→ Source excerpt:
+++
The southern oceans of the Atlantic and Pacific that Brauer endured alone in her 30,000-mile sailboat voyage brought her face-to-face with bigger waves and storms than most people will ever see."It's like going to Mars and hoping that you can breathe," says Brauer, who became the first American woman this month to sail solo nonstop around the globe . "It's not made for humans."

She's now a seafaring celebrity who has been deluged with more questions about aquatic travel and surviving the dangers of the deep than Jules Verne and Jacques Cousteau. That's because Brauer's social media followers now total half a million, and many are asking about her journey and how she did it.

"With this newfound fame, I want to keep my feet on the ground," says the 29-year-old from Long Island. She's looking to chart a new course in the sailing industry, which has historically been a bastion of elitism and exclusivity, she said.

Brauer used Starlink − the low-orbit satellite network owned by tech billionaire Elon Musk − to get an internet signal on her voyage so that she could talk to her team, FaceTime with her mother and post videos to Instagram from her 40-foot Class40 sailboat, First Light.
+++
→ What needs to be done:
In the article on Brauer's solo voyage, write out the passage starting with "The southern oceans" and going on through "she did it.", renaming "Brauer" as "the sailor" wherever it occurs. The lines that come next are separate material, apart from the article.
+++
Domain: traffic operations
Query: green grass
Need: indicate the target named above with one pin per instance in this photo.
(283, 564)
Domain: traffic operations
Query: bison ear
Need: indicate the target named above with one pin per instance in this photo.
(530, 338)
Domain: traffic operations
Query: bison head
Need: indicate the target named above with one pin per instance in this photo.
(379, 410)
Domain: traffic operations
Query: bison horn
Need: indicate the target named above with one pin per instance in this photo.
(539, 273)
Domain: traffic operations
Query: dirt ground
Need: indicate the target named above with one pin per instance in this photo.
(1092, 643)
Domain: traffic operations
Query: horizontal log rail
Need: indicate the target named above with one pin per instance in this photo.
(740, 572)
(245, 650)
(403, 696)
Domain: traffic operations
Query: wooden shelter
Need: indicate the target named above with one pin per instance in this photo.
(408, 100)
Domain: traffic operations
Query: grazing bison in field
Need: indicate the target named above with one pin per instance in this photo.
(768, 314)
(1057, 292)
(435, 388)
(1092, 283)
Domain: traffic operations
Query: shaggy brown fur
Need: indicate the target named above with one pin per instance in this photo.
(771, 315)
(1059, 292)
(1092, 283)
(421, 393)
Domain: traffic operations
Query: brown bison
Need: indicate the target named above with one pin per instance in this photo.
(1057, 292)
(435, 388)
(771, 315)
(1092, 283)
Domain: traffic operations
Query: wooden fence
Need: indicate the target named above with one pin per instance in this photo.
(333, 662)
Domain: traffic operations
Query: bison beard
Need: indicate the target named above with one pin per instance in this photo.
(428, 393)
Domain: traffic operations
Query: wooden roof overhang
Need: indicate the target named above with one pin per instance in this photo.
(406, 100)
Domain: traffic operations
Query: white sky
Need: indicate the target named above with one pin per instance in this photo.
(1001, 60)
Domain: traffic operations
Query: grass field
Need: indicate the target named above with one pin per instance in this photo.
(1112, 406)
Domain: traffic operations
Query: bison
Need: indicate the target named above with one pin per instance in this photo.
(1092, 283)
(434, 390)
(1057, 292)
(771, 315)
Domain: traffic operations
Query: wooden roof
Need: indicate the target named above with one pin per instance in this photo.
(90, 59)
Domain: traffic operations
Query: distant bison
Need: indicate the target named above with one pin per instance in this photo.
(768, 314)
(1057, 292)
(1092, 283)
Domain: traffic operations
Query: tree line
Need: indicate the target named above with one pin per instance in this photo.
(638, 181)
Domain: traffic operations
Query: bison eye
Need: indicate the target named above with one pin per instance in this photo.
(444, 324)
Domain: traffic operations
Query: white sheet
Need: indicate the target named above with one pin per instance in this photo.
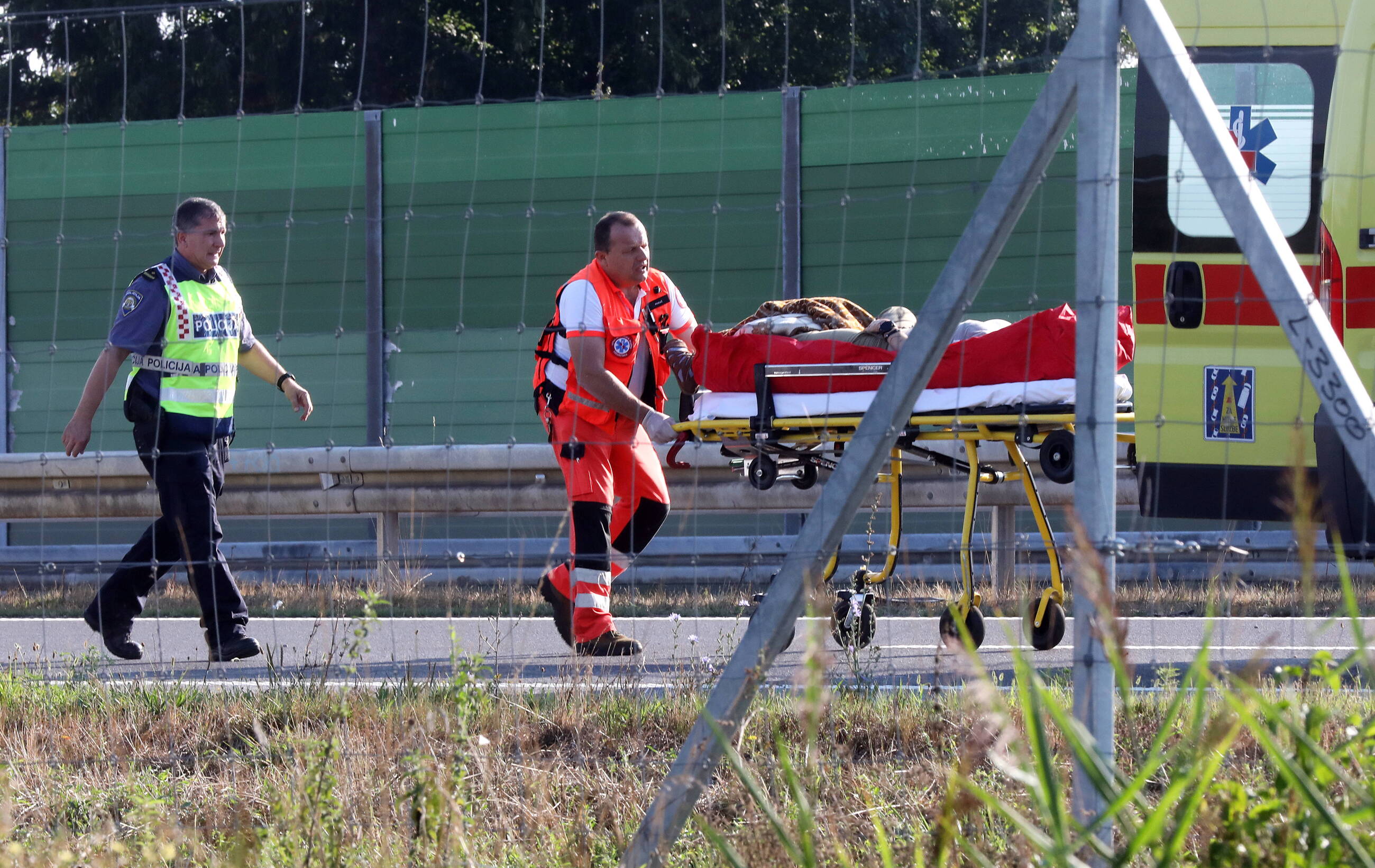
+++
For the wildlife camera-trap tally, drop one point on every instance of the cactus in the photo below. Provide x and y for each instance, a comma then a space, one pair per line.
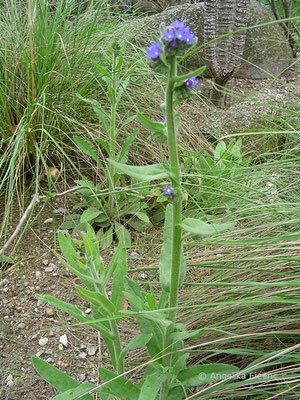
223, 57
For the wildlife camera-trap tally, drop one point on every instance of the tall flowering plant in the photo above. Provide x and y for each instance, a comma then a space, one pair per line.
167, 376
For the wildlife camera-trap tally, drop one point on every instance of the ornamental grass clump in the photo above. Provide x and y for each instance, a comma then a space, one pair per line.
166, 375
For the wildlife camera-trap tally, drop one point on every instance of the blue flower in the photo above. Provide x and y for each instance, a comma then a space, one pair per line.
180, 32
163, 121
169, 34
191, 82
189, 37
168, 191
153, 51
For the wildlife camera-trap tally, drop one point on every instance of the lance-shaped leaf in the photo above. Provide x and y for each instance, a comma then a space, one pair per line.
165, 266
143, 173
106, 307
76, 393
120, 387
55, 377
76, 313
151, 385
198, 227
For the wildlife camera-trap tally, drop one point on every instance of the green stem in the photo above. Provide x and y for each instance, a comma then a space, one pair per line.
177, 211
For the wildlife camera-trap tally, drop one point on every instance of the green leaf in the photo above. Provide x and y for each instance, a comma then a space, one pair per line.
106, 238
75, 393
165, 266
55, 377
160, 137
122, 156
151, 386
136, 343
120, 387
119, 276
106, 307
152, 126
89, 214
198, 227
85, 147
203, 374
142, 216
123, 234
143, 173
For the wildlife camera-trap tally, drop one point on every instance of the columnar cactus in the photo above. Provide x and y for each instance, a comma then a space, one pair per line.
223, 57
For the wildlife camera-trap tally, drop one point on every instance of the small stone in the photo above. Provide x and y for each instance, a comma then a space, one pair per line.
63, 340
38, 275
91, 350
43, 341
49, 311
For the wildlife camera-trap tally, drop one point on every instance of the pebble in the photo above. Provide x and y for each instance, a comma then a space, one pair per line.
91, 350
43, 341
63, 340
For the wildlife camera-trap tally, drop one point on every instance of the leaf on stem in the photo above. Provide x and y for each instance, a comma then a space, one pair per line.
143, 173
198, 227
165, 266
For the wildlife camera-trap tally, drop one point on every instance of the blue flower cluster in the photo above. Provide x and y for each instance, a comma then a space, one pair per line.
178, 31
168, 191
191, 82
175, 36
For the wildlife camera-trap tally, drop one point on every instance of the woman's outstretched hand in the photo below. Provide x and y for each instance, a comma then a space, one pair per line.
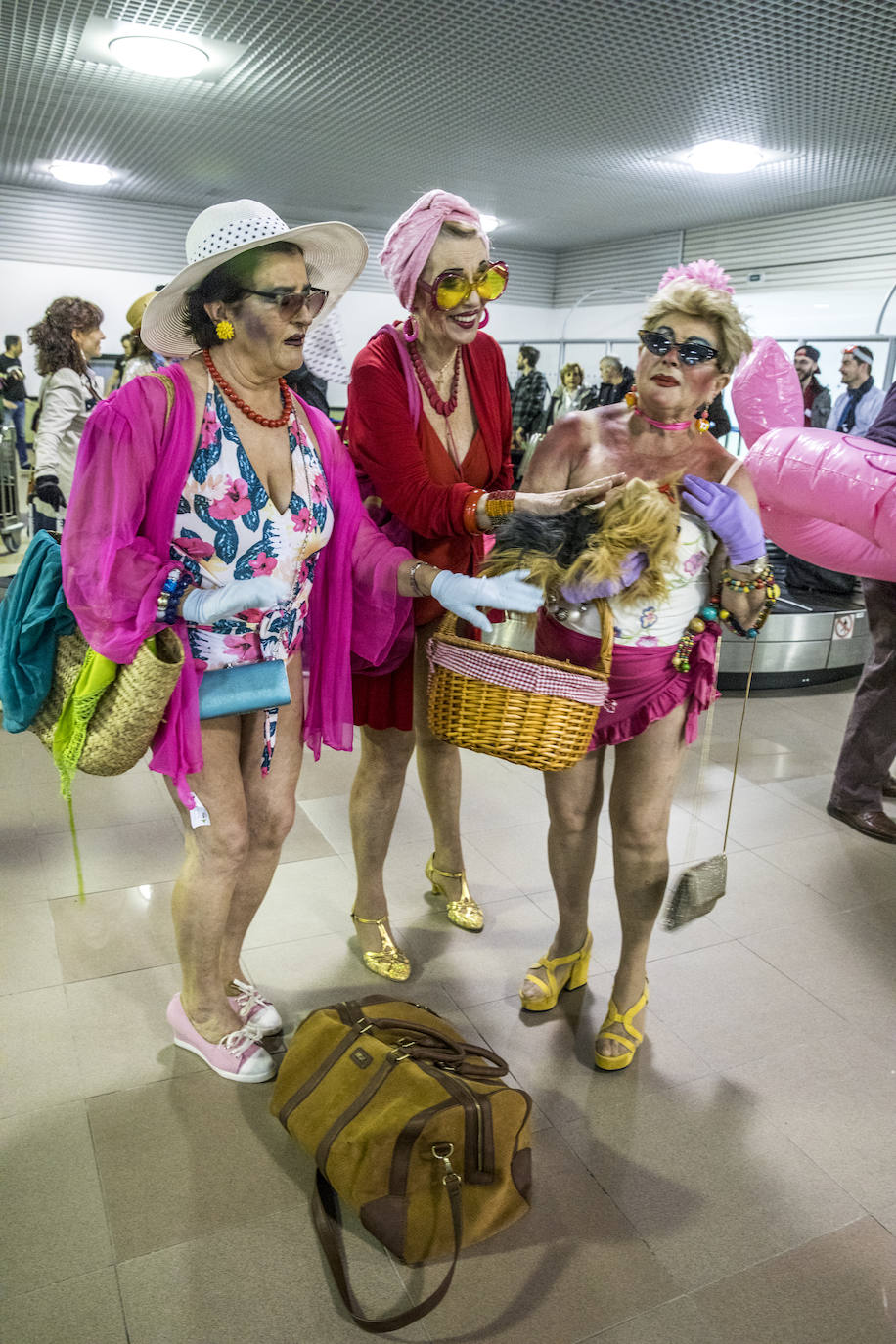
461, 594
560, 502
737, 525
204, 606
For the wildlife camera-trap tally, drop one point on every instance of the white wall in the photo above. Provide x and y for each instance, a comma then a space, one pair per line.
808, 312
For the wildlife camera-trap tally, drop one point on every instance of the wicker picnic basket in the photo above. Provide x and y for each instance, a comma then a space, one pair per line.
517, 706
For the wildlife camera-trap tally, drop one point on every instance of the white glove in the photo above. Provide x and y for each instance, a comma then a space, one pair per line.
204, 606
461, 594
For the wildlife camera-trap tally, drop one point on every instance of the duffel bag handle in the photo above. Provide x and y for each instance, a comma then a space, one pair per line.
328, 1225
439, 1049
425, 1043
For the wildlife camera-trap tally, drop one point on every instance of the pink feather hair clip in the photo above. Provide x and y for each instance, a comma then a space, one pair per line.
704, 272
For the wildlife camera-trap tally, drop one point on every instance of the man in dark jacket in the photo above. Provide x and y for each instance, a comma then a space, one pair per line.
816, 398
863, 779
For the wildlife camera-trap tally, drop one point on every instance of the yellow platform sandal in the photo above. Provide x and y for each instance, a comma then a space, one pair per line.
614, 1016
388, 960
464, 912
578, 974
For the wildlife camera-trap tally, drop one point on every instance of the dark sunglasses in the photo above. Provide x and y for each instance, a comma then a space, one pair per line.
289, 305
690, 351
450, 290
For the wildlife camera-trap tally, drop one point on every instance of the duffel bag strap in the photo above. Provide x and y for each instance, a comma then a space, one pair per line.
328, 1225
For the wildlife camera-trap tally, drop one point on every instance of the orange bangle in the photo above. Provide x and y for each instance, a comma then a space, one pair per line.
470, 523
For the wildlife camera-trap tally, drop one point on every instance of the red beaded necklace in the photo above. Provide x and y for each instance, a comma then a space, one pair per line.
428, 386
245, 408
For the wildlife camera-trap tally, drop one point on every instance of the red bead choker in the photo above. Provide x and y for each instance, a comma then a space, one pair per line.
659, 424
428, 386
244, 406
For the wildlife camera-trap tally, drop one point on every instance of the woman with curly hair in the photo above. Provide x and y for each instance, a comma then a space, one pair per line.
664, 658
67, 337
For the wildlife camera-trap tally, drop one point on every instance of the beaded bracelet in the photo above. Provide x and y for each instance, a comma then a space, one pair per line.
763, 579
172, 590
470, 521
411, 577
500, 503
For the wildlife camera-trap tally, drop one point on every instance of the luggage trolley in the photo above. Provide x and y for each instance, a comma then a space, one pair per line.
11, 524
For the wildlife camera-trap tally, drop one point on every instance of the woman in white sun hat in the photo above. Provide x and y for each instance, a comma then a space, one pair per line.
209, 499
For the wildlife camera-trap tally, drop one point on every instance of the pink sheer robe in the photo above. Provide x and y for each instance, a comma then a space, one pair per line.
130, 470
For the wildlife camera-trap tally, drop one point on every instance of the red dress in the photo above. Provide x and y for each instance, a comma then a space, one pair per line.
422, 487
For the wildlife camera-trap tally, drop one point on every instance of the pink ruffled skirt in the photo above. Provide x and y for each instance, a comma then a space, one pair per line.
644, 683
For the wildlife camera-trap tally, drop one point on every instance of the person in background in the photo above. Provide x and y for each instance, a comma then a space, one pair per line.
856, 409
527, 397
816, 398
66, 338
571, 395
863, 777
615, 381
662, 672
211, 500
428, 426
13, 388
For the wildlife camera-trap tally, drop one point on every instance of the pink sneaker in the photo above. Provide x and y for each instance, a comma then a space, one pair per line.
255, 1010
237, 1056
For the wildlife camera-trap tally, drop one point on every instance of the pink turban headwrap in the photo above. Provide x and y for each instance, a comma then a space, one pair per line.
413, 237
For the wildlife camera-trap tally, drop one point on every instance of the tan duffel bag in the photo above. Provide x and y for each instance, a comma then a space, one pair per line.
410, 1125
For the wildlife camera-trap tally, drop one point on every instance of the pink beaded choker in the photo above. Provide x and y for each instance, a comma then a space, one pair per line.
+++
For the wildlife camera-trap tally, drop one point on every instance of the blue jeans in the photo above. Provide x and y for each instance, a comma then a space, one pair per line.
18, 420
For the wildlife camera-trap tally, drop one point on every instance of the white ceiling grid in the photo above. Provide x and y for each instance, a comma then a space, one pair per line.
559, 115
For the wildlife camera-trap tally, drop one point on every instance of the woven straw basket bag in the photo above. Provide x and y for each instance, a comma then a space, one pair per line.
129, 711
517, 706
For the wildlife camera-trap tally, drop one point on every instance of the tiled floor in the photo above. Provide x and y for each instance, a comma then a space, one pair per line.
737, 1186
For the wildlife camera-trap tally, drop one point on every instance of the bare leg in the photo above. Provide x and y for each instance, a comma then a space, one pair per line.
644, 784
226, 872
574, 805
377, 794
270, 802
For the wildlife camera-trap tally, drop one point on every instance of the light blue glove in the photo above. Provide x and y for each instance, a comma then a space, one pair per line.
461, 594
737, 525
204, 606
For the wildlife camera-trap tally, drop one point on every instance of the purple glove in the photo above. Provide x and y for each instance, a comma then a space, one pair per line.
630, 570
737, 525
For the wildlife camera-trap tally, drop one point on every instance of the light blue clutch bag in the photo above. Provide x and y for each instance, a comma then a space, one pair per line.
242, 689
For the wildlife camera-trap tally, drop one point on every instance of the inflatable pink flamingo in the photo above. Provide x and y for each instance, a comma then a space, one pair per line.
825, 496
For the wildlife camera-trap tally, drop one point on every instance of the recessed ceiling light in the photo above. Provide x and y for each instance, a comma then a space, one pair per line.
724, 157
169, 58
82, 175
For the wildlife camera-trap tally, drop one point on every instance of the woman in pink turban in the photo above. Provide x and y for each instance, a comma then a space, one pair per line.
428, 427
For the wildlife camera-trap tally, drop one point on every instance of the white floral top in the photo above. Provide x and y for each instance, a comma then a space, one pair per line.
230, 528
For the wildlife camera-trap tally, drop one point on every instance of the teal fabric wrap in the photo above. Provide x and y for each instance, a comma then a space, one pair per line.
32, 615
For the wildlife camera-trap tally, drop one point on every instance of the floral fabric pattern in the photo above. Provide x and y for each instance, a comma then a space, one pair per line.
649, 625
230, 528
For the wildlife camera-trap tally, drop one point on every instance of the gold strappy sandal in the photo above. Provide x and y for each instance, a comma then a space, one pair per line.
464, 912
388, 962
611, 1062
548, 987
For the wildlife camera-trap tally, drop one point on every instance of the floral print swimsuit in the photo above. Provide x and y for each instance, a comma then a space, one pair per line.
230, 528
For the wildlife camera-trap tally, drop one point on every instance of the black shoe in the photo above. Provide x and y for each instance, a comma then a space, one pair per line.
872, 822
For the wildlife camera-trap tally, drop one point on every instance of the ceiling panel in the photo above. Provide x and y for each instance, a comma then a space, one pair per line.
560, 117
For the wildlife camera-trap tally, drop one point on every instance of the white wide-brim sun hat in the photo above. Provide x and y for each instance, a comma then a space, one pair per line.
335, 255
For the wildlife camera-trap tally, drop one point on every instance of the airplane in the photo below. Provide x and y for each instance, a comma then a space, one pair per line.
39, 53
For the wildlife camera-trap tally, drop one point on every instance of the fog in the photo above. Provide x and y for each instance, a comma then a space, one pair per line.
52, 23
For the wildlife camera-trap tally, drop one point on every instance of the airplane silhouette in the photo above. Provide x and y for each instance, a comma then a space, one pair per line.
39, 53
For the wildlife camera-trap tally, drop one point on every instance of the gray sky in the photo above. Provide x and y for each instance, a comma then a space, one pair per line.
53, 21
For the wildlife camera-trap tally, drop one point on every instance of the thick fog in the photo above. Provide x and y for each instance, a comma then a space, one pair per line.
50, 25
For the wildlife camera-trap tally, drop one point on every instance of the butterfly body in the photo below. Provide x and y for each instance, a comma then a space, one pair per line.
+++
→ Completed exercise:
The southern oceans of the Atlantic and Pacific that the sailor endured alone in her 30,000-mile sailboat voyage brought her face-to-face with bigger waves and storms than most people will ever see."It's like going to Mars and hoping that you can breathe," says the sailor, who became the first American woman this month to sail solo nonstop around the globe . "It's not made for humans."

She's now a seafaring celebrity who has been deluged with more questions about aquatic travel and surviving the dangers of the deep than Jules Verne and Jacques Cousteau. That's because the sailor's social media followers now total half a million, and many are asking about her journey and how she did it.